To do: In the listing below, from the line containing "Target: eyeglasses" through the end of the listing, inclusive, swap "coordinates" for "location" and leave everything else as it is.

Data for the task:

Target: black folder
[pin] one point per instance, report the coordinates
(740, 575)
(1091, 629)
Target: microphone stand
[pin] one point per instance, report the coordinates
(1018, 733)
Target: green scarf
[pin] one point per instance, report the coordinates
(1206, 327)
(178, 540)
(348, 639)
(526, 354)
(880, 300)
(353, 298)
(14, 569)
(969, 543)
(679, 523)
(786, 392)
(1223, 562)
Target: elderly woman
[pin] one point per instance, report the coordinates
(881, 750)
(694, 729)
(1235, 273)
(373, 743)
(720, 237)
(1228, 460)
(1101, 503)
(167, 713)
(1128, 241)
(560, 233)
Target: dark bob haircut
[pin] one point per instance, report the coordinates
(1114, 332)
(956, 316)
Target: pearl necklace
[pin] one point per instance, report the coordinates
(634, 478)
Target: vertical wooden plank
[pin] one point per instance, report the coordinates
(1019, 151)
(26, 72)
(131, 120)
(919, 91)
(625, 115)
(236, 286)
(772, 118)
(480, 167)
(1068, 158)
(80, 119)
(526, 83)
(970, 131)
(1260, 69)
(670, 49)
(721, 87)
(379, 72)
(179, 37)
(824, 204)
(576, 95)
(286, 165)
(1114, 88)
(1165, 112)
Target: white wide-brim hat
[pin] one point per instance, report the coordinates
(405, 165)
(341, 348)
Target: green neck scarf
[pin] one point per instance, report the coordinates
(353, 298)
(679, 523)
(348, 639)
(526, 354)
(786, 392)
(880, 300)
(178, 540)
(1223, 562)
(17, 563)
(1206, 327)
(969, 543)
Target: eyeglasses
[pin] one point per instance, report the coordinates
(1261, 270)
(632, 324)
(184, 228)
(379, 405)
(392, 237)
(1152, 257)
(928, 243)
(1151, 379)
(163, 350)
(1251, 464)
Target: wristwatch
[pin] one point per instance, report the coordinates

Result below:
Target: eyeglasses
[pin] one point per instance, report the location
(1261, 270)
(632, 324)
(184, 228)
(379, 405)
(392, 237)
(1152, 257)
(928, 243)
(1151, 379)
(163, 350)
(1251, 464)
Target: wristwatch
[pin] one point per instance, report the location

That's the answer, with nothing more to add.